» **Activity**:
Wherever "Give" appears in the records below, copy the line that holds it.

» **The input**:
-- -- --

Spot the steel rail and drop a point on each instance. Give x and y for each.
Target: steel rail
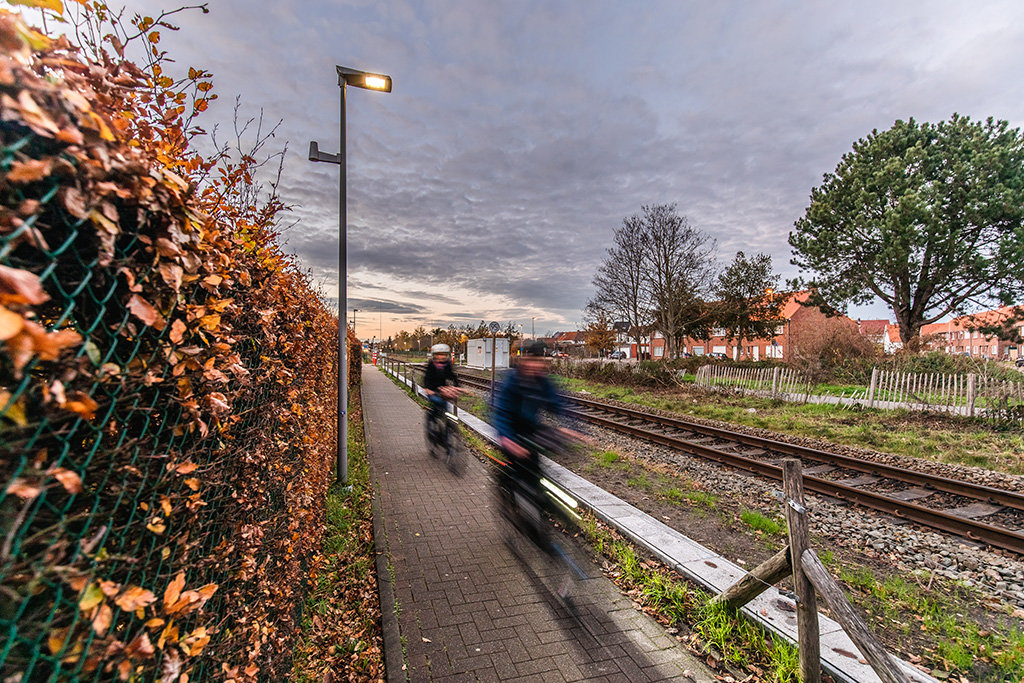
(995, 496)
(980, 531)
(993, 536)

-- -- --

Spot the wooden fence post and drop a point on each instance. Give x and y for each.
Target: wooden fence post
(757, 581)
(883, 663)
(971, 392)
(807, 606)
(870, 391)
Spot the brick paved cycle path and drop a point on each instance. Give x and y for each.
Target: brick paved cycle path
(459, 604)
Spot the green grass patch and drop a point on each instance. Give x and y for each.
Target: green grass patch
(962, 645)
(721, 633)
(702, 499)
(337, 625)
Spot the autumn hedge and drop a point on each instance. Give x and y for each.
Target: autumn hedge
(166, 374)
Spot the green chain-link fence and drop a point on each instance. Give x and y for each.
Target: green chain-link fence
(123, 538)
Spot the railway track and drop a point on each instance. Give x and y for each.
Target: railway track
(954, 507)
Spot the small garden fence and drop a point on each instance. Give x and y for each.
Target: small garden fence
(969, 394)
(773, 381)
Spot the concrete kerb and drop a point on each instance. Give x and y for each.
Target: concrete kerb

-- -- --

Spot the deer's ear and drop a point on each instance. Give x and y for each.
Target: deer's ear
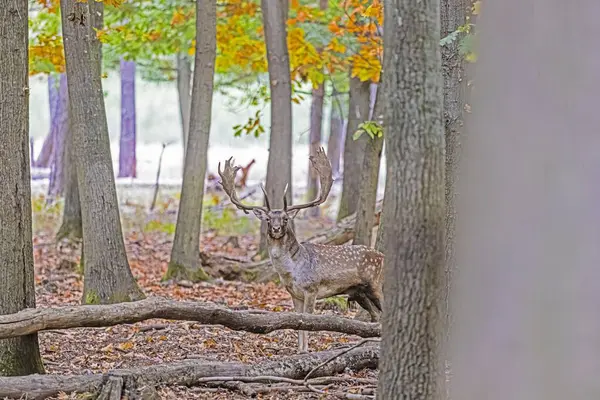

-- -- --

» **Task result**:
Spot the steel rail and drop a point on each instance. Give x and y for each.
Spot the wooden fence post and drop a point on each instance. Give x and y for each.
Spot the brick paved cycle path and drop a point on each instance. Give x and y for each.
Spot the green grass patch and drop a point on each instance. Give x and y for each.
Spot the autumn hedge and drop a point on each instance. Give x and y for each.
Spot the green chain-link fence and drop a point on each instance. Give x and y for each.
Spot the railway track and drop a point on each instance. Give x and y for each.
Spot the small garden fence and drop a point on each instance. Give x and y for each.
Spot the concrete kerb and drop a point on each instance. Give x and y for each.
Spot the deer's ear and drop a point on each instance. Give x and y for each.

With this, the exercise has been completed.